- **Task objective**: The records come next. Copy all of them exactly.

- **Data for this exercise**:
=-=-=

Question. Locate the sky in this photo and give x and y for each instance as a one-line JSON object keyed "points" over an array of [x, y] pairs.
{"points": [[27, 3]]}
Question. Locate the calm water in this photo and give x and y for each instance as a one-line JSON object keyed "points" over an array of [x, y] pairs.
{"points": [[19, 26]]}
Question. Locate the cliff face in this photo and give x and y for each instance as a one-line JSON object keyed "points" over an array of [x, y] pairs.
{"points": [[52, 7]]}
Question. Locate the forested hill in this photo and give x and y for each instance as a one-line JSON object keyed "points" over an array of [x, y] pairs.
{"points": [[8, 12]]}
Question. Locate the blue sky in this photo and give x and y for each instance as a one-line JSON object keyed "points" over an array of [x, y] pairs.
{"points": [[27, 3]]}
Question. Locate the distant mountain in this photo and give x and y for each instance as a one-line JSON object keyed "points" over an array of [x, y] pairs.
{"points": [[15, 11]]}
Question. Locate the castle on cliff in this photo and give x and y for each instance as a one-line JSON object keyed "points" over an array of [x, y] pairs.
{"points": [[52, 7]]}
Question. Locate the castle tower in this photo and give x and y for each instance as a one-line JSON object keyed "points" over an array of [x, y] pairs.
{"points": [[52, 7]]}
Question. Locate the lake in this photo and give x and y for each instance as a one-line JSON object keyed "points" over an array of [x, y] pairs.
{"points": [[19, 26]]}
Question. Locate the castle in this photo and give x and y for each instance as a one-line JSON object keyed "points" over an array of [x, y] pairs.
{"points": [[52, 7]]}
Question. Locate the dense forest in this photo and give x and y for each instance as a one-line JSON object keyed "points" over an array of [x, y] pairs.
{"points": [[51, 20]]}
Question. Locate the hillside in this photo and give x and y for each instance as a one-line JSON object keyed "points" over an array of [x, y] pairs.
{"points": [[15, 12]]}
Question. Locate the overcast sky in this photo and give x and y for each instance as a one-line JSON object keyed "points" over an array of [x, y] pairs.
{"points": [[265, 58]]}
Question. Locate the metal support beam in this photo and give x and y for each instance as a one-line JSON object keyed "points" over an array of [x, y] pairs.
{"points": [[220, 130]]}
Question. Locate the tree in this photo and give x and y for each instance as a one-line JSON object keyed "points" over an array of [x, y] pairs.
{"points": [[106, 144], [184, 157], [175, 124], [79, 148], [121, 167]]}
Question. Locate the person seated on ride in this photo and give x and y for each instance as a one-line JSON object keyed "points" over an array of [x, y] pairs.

=-=-=

- **Answer**:
Question. Locate the sky in this photo and give x and y for each instance as a one-line JSON object keyed "points" over an array of [x, y] pairs.
{"points": [[27, 3]]}
Question. Locate the calm water in this photo and give x and y for each instance as a one-line JSON object keyed "points" over an array of [x, y] pairs.
{"points": [[19, 26]]}
Question. Locate the cliff face in this photo and give x and y for each instance as a one-line JSON object keyed "points" over an array of [x, y] pairs.
{"points": [[52, 7]]}
Question. Locate the forested hill in this photo and give x and y for each instance as a one-line JSON object keyed "points" over an array of [x, y] pairs.
{"points": [[8, 12]]}
Question. Locate the blue sky in this photo and give x and y for each instance as a one-line JSON object keyed "points" over an array of [x, y] pairs.
{"points": [[27, 3]]}
Question. Locate the distant mountain in this photo and give x and y for each instance as a one-line JSON object keyed "points" over an array of [x, y] pairs.
{"points": [[15, 11]]}
Question. Locate the castle on cliff in this photo and give x and y for each instance as a one-line JSON object keyed "points" over an array of [x, y] pairs.
{"points": [[52, 7]]}
Question. Locate the castle tower in this photo and give x and y for each instance as a one-line JSON object keyed "points" over an array of [x, y] pairs.
{"points": [[52, 7]]}
Question. Locate the lake in this photo and give x and y for each instance as a one-line JSON object keyed "points" over an array of [x, y] pairs.
{"points": [[19, 26]]}
Question. Locate the castle in this photo and give x and y for each instance as a one-line JSON object keyed "points" over an array of [x, y] pairs.
{"points": [[52, 7]]}
Question. Locate the dense forest in this photo and give x and y for each instance as a one-line JSON object keyed "points" over an array of [x, y] pairs.
{"points": [[51, 20]]}
Question. Locate the hillside in this photo and give x and y for each instance as a one-line JSON object keyed "points" over an array of [x, y] pairs.
{"points": [[15, 12]]}
Question. Locate the overcast sky in this photo and give x and y for each instance as a one-line JSON object keyed "points" over an array of [x, y] pairs.
{"points": [[265, 58]]}
Question. Locate the metal support beam in this photo and give x and y for each instance as a one-line JSON object keyed "points" over an array of [x, y] pairs.
{"points": [[220, 130]]}
Question. Locate the tree in this photo and give x and y for each instance as a one-line JSON object keyed "points" over an array of [x, y] pairs.
{"points": [[106, 144], [184, 157], [175, 124], [79, 148], [121, 167]]}
Question. Locate the person seated on ride in this photo and give x and y for each instance as a one-line JSON object keyed "points" over an array of [x, y] pairs.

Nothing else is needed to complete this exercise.